#### Data supplied

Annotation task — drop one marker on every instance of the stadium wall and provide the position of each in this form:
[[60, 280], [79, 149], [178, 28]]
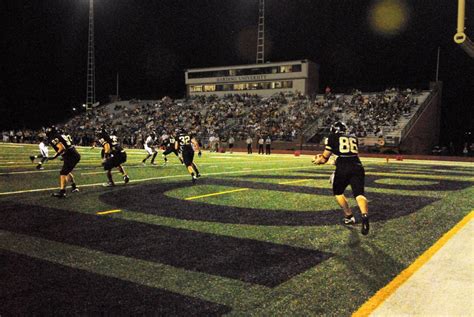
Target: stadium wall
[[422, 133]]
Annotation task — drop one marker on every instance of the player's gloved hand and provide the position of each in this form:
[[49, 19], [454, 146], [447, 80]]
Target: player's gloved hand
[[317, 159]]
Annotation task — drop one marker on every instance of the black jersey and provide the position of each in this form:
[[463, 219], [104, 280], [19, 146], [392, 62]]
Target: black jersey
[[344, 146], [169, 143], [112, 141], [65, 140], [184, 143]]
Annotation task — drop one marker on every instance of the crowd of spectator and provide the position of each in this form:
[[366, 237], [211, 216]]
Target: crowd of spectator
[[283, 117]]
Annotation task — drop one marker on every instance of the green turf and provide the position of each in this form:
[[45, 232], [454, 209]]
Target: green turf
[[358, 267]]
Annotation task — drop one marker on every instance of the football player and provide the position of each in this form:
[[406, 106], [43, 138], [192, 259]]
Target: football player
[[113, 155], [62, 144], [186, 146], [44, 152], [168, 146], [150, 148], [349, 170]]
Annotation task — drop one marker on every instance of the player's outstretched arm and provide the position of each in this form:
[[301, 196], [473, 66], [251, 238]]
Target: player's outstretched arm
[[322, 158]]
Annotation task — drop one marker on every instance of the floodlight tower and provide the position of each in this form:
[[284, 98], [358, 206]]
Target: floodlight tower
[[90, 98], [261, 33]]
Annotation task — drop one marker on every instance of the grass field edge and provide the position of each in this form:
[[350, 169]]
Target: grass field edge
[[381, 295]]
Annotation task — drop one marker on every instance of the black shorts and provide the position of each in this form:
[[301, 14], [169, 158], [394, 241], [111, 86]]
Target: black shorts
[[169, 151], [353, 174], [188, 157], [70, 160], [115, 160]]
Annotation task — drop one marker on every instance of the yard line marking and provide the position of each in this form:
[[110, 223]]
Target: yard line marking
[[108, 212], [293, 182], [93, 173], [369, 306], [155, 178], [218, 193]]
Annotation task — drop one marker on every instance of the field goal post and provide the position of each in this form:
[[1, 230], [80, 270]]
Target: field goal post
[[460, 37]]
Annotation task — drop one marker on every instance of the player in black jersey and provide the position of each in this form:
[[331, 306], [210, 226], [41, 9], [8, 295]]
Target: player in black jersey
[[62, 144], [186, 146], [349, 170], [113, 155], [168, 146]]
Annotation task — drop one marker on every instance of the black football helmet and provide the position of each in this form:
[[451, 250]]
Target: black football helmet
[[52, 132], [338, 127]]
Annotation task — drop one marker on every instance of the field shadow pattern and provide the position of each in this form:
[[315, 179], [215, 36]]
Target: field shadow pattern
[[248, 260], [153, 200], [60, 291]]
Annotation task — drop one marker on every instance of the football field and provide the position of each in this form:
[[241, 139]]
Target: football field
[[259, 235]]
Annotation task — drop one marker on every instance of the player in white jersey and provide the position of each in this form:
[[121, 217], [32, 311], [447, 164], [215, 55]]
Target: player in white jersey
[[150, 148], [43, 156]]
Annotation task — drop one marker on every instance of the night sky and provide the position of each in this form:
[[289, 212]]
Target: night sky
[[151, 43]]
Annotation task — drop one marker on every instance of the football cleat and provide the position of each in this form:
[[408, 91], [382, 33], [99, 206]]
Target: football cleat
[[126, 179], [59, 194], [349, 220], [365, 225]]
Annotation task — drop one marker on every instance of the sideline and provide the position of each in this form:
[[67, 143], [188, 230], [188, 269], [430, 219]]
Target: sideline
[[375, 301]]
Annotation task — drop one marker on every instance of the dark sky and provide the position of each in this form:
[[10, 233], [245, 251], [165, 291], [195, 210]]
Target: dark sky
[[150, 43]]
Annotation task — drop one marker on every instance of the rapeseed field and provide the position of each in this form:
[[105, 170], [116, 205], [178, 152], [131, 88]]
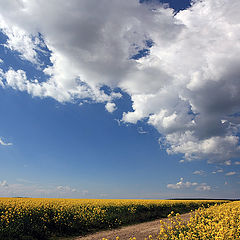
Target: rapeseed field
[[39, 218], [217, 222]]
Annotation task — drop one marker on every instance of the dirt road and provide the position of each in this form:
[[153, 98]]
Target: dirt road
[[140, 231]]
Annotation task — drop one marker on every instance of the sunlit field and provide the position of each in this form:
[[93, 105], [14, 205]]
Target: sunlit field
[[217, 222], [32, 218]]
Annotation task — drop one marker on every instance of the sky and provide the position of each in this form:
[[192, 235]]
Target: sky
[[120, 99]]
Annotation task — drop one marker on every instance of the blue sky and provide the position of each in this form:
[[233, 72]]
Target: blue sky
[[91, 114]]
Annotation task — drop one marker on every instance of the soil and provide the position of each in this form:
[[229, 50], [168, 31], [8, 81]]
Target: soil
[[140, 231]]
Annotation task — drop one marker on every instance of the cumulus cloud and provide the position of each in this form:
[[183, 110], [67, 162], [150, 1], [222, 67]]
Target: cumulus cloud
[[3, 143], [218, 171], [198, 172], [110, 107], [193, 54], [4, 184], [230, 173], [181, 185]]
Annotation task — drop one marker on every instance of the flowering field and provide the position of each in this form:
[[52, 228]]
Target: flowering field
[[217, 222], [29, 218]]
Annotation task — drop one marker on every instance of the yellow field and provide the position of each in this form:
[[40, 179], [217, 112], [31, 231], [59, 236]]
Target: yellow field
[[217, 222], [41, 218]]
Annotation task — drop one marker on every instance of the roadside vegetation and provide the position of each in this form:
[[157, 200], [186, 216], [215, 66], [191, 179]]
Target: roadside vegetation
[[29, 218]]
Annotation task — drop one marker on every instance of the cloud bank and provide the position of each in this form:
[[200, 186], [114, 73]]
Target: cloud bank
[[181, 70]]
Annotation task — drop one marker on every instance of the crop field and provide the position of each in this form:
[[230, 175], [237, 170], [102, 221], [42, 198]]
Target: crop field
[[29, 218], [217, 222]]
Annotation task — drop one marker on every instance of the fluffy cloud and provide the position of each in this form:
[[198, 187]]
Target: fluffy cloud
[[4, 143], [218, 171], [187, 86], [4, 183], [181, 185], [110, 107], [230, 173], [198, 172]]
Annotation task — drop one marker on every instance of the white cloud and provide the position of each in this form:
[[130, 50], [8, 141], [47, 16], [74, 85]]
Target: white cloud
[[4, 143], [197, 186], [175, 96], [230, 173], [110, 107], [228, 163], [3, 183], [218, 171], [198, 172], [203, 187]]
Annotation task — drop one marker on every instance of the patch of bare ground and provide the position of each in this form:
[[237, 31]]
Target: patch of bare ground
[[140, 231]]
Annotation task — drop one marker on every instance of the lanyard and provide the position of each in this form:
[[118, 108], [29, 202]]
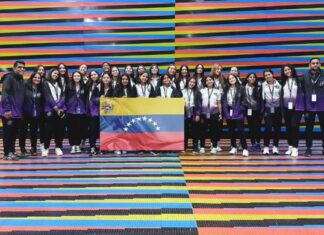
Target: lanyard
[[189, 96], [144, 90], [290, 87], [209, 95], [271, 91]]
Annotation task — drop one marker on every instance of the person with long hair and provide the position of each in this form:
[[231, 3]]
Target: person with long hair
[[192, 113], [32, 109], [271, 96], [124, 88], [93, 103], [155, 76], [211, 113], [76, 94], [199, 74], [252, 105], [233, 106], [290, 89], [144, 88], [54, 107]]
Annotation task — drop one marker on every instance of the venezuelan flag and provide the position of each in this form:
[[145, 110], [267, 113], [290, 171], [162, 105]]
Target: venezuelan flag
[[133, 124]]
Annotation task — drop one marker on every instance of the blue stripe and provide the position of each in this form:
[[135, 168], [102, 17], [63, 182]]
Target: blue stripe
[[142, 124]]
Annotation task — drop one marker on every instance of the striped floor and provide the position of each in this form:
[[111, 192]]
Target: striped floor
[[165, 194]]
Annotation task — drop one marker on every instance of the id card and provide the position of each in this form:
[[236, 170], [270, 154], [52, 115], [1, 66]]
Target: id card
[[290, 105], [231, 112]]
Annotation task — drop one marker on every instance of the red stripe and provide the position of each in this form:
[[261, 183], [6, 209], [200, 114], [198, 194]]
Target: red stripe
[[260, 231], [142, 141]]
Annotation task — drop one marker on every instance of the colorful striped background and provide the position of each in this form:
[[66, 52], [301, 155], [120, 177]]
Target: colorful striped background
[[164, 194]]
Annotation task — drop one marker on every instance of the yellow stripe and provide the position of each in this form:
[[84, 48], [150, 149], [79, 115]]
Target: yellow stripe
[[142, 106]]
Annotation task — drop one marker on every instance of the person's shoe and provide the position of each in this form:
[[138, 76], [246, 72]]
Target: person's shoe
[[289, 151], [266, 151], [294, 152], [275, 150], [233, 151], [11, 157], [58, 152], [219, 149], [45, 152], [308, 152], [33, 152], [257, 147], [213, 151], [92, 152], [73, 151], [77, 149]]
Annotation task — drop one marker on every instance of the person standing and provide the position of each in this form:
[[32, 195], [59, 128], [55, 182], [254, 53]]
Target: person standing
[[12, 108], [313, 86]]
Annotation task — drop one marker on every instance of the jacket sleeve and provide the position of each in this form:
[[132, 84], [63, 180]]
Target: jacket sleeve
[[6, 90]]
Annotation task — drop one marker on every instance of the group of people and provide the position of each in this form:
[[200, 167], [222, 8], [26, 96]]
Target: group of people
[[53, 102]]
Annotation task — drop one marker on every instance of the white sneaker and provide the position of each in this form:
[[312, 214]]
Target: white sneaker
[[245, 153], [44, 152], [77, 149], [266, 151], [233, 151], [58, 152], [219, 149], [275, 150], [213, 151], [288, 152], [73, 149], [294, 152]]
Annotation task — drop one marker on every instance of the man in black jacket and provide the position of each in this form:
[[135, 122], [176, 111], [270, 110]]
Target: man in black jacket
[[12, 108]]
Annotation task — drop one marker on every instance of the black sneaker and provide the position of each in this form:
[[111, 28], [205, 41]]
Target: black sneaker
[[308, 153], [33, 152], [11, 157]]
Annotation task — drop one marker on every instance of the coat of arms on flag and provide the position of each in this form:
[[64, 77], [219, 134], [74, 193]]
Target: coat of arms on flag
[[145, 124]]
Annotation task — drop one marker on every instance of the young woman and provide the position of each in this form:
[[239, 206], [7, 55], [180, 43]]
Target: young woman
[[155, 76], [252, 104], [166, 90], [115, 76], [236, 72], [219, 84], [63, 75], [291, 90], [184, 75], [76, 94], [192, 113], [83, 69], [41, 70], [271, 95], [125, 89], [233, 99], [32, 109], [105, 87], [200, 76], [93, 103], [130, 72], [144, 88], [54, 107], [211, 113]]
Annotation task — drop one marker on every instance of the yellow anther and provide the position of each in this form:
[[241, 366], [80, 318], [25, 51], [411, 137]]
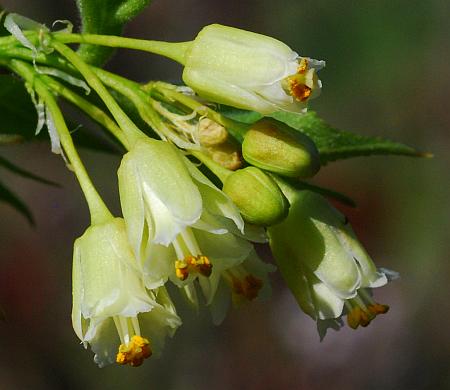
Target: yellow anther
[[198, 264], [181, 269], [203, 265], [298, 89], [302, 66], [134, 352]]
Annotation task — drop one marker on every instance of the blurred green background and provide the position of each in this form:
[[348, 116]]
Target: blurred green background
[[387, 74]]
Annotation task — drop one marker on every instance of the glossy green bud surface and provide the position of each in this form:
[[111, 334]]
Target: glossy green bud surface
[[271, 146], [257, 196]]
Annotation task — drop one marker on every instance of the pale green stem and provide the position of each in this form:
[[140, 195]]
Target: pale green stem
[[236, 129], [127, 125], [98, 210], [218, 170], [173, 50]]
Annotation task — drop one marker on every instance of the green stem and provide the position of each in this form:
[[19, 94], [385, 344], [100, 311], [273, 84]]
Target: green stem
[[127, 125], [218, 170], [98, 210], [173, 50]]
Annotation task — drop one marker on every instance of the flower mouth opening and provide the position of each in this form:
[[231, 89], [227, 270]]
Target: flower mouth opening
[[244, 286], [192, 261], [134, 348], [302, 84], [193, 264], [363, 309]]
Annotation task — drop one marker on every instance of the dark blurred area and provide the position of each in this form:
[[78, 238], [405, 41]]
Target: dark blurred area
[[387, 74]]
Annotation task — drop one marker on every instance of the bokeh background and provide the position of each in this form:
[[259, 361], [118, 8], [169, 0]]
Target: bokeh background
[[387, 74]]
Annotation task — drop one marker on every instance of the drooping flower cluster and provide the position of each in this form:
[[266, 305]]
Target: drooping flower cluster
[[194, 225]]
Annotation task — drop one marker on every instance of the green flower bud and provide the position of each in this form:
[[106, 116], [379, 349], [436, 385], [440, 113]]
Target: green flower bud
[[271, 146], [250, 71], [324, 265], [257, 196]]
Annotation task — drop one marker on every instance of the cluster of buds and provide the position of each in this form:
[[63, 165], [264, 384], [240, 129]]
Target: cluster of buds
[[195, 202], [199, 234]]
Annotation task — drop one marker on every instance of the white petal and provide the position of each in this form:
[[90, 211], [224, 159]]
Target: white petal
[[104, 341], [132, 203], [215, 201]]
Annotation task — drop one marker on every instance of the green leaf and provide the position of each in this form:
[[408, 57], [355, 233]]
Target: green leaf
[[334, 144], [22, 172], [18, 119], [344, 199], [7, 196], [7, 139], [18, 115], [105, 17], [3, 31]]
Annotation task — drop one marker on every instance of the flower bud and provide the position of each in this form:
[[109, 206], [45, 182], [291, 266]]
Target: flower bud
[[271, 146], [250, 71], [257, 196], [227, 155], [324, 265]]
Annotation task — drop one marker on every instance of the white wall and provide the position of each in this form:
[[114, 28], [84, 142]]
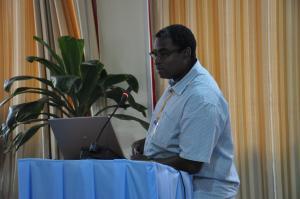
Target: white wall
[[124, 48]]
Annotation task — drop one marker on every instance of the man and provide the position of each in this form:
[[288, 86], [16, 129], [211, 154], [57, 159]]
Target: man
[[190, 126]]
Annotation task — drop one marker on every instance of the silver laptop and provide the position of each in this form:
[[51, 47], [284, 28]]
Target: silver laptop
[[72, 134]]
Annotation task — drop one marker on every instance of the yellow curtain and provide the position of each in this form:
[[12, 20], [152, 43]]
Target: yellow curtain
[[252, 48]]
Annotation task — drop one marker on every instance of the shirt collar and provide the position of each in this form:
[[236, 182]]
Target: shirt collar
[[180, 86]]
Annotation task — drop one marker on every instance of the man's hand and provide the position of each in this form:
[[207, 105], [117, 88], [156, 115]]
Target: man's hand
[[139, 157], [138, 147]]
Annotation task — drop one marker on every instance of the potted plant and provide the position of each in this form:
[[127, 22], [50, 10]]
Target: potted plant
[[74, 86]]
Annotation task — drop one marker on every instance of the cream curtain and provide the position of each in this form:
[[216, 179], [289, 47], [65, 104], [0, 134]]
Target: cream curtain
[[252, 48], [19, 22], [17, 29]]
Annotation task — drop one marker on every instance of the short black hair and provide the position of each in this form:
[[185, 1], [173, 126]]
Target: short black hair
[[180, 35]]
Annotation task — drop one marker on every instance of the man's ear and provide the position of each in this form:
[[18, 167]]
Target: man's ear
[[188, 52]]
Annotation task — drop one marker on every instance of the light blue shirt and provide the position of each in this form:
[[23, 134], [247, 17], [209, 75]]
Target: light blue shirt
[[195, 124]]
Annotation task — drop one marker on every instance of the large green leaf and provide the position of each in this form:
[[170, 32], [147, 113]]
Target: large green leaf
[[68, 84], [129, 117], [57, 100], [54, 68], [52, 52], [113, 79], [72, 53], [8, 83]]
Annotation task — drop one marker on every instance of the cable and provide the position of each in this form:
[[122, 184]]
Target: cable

########

▸ **Task goal**
Throughout the material above, find each line with "cable" and return it.

▸ **Written answer**
Annotation task — drop one marker on every instance of the cable and provide the position of each in this form:
Target: cable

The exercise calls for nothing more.